Selected excerpt -

════════════════

It must have been more than a dozen years ago that I walked into the Iron Hill in Newark and discovered on the menu something I didn’t remember seeing before: “Quinoa Salad”. I asked the server, “What’s Quinoa?” She explained that it was an ancient grain of some kind. I thought, “Why not? Sounds healthy,” and was surprised when she brought me a plate with lettuce and a nicely sculpted pyramid of small reddish “stuff” that resembled the barley that Dad once raised on his farm.
This month I’ve attended several events in the southern part of Yuma County, Colorado. A friend, Maureen, who is a community organizer and metal sculpture artist, has gotten a grant to support an educational event to address “Prairie Futures”, concerned with producing food on the high plains. The series of events are instructional and entertaining, with lectures, readings, music; and farmers’ markets; the installation includes circles of plants largely new to the area, but which require little water and also have significant root systems which replenish the earth they’re planted in rather than extracting nutrients from it. The not-new-but-not-traditional plants the project supports are amaranth, sunchoke, millet, hemp and – quinoa! A meal was served one evening making use of these plants.
The problem the project seeks to address is that northeastern Colorado like much of the farm and ranch land of the lower Midwest sits above the Ogalala aquifer, a huge underground aquifer that stretches from southern Montana to Oklahoma and north Texas. But in the eighties and nineties it was used to irrigate otherwise dry land and now the wells are producing far less water than they once did; and some parts of the aquifer will never be replenished. One of the farmers explained in a forum: We don’t just need to practice sustainable forms of agriculture; we need regenerative forms of land stewardship.”
Every week lines form outside St. Stephen’s comprised of those who need additional food. A blessing of the pandemic may have been that the need has been forced into Trolley Square so that the whole community has become aware of “food insecurity” in Wilmington and has taken ownership for meeting that need. But the need is not just a “Trolley Square” or a “Wilmington” or a “great plains” issue: it’s a global issue. I think it is so wonderful that churches like St. Stephen’s and elsewhere in the Delaware-Maryland synod and people of faith in other faith traditions are investing in gardens and learning gardening practices that are not just “sustainable” but “regenerative”. And I find it interesting that quinoa is not just an exotic salad in a rather upscale Wilmington-Newark restaurant chain; it’s a hardy plant that might be part of an agricultural scheme to regenerate a parched earth and provide more healthy food for more needy people.

════════════════

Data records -
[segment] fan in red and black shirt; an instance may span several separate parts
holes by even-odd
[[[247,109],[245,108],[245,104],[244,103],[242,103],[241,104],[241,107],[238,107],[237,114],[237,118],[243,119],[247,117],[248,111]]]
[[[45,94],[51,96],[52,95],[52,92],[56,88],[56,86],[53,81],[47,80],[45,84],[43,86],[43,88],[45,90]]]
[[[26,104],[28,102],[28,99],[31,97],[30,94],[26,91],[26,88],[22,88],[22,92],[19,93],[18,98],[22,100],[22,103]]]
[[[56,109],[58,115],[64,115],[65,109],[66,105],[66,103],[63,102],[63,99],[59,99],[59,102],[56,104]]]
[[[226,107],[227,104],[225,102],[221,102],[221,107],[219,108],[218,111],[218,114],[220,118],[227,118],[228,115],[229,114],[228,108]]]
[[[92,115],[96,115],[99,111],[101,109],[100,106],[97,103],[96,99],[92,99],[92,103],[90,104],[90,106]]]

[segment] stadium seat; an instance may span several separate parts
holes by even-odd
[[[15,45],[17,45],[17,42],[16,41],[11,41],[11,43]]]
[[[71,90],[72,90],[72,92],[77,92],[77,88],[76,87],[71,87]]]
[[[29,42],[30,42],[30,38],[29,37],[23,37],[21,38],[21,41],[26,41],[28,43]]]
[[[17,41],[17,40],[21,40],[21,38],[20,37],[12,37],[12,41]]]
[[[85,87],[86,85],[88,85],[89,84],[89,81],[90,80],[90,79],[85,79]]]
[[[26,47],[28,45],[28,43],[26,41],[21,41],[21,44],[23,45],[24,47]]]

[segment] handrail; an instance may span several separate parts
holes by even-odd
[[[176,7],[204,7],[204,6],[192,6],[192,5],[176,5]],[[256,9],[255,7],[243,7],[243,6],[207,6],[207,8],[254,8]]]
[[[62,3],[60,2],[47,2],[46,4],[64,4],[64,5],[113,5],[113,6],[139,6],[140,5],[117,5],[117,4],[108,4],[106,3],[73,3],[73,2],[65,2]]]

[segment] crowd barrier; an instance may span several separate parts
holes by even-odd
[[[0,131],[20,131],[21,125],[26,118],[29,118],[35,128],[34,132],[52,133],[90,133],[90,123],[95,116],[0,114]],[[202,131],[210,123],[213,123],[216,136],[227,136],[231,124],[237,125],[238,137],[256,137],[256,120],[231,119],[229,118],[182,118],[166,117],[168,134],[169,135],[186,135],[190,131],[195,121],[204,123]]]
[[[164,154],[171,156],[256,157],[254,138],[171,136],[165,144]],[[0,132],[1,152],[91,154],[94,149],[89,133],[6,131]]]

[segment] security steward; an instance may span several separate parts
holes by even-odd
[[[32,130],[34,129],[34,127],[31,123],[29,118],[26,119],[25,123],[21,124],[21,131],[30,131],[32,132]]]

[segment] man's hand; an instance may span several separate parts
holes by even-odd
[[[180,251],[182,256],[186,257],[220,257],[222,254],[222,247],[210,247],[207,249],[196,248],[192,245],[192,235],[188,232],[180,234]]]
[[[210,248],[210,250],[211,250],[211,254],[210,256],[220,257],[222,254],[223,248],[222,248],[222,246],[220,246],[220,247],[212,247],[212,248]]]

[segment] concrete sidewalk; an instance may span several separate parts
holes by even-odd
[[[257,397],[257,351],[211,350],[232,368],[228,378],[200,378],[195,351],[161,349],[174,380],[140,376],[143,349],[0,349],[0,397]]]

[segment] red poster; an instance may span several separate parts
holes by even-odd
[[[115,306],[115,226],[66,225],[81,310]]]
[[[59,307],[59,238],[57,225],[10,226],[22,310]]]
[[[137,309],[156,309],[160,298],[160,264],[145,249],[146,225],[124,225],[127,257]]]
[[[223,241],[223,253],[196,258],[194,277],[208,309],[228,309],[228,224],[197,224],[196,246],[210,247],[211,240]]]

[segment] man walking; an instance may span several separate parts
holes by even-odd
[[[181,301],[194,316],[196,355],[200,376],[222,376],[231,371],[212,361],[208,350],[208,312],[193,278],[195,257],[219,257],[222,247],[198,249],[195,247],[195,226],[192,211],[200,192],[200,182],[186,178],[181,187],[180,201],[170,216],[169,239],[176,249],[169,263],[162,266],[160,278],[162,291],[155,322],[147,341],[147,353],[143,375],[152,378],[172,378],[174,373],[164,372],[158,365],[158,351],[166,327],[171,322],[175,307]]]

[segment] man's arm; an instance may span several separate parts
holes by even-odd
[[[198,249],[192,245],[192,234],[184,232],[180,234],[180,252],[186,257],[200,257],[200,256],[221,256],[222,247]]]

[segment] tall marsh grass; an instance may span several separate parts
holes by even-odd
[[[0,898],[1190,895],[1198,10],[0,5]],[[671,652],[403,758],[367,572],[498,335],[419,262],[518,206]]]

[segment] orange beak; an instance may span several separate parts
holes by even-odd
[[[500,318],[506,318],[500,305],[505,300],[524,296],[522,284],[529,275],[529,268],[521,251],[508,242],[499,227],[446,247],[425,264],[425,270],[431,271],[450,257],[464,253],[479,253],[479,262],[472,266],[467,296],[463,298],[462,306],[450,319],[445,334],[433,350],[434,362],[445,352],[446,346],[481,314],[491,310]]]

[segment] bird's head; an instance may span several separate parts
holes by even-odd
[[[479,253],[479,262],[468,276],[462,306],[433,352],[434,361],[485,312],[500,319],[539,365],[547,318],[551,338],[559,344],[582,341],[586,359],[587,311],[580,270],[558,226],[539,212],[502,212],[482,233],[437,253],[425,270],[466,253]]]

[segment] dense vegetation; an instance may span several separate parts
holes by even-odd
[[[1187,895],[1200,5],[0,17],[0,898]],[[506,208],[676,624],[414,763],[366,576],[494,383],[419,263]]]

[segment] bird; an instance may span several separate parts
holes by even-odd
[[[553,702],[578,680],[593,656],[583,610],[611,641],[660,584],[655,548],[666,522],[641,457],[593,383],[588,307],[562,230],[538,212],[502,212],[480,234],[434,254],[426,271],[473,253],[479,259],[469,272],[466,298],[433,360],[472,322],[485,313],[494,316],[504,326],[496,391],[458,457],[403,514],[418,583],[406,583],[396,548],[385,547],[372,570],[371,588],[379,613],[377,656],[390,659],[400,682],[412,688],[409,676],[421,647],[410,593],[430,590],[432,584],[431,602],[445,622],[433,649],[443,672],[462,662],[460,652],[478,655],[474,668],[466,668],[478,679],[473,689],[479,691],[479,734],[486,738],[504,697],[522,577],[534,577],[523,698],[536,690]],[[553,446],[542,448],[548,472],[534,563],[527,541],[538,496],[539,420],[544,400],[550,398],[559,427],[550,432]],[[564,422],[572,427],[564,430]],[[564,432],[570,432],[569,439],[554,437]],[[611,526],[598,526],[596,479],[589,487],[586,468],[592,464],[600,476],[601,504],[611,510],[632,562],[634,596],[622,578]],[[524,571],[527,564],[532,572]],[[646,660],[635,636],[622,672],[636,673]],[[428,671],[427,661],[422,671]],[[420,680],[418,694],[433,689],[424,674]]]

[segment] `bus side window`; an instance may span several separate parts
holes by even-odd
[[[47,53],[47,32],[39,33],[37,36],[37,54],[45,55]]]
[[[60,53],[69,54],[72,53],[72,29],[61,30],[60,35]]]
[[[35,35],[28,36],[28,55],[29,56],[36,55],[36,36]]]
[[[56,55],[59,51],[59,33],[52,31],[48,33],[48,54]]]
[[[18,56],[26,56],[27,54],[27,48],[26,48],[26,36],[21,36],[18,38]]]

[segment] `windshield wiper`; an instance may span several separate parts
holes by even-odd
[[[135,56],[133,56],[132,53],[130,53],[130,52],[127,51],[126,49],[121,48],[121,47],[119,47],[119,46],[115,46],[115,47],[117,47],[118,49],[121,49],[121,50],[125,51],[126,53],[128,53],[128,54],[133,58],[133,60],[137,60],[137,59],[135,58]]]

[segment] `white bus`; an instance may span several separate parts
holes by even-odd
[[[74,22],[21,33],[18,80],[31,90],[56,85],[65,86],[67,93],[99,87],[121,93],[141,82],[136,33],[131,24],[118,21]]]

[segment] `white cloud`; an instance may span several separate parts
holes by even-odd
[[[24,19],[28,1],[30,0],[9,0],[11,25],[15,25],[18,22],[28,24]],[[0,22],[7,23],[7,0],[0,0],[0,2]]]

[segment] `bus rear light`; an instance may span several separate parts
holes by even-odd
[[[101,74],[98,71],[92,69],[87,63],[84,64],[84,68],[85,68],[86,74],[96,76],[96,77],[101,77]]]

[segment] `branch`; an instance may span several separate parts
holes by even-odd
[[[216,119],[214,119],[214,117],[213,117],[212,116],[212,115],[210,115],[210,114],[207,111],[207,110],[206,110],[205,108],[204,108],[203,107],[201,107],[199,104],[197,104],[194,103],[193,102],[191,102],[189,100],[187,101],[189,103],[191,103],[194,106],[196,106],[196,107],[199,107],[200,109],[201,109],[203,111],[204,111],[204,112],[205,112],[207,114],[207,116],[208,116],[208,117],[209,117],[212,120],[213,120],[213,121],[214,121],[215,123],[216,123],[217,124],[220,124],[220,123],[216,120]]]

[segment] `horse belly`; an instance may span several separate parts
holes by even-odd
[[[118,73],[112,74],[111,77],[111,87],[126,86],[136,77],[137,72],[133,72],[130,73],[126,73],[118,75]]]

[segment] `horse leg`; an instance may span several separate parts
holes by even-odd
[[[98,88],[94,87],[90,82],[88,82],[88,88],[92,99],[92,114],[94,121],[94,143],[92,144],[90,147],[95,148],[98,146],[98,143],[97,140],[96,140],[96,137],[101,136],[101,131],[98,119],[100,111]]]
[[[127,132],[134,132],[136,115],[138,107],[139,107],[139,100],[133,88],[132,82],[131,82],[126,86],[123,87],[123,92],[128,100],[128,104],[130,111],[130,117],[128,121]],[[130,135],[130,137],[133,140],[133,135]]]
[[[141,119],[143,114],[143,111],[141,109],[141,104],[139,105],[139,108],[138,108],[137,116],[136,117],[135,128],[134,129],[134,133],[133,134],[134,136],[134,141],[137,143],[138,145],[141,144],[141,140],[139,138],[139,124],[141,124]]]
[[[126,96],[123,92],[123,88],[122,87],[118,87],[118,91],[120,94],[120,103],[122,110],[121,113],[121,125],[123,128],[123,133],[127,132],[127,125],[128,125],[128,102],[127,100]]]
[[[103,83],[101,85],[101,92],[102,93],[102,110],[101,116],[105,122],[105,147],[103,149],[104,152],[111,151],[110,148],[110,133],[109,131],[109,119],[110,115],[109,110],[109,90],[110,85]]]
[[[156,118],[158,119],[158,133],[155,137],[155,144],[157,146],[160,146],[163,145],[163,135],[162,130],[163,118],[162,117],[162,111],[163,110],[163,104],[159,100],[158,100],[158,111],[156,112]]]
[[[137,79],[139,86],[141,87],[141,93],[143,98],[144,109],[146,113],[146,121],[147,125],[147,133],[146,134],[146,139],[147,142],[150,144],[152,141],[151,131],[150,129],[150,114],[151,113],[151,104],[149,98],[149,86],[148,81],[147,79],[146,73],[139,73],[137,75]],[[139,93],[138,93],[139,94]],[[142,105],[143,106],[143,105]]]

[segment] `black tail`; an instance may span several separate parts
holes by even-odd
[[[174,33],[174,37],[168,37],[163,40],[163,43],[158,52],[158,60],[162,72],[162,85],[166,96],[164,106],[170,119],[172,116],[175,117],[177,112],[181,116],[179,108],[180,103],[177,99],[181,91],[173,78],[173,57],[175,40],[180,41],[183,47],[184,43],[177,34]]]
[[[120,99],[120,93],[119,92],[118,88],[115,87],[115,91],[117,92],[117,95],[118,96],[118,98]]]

════════════════

Complete the following -
a – Answer these questions about the quinoa essay:
(i) In which restaurant did the writer first find quinoa on a menu?
(ii) What is the event that Maureen's grant supports meant to address?
(iii) Where do lines form every week of people who need more food?
b – Sum up the quinoa essay in two sentences.
c – Write the next paragraph of the quinoa essay, starting after its last sentence.
The listing has nothing to do with the quinoa essay.

Answers in order -
a –
(i) The Iron Hill in Newark.
(ii) "Prairie Futures," concerned with producing food on the high plains.
(iii) Outside St. Stephen's.

b – The writer first ate quinoa as a salad at the Iron Hill in Newark and later met it again as one of the low-water, soil-restoring plants backed by a "Prairie Futures" project in Yuma County, Colorado, where wells drawing on the Ogalala aquifer now produce far less water than they once did. Pointing to the weekly food lines at St. Stephen's, the writer praises churches and people of faith for investing in gardens and regenerative practices and sees quinoa as a hardy plant that might help regenerate a parched earth and feed more needy people.

c –
Last Sunday we heard once again St. John’s story of Jesus feeding 5,000. We shared Andrew’s anguish, pointing to a boy with five loaves and two fish: “But what are they among so many?” I’ve mused a bit through the years about Jesus’ miracle: wat it a miracle of production or of distribution? I wonder more and more if it was actually a miracle of satisfaction: the people ate and were satisfied and there were five baskets left over! I think again about my quinoa salad: it wasn’t large; but it was satisfying. When Jesus feeds us with his body, he doesn’t give us large portions: a fragment of bread and a sip of wine – but it’s satisfying.
The crops that my friend Maureen is introducing to us in south Yuma County are not new: some of them have been raised in the southwest since before the Europeans came to the continent. But it might be that Jesus’s use of bread and wine and of a few loaves and fish might suffice to help us reimagine new uses for ancient grains that give back to the earth more than they take from it, not just to sustain the earth, but to regenerate it. One wonders how Quinoa might do where St. Stephen’s plants grain and vegetables.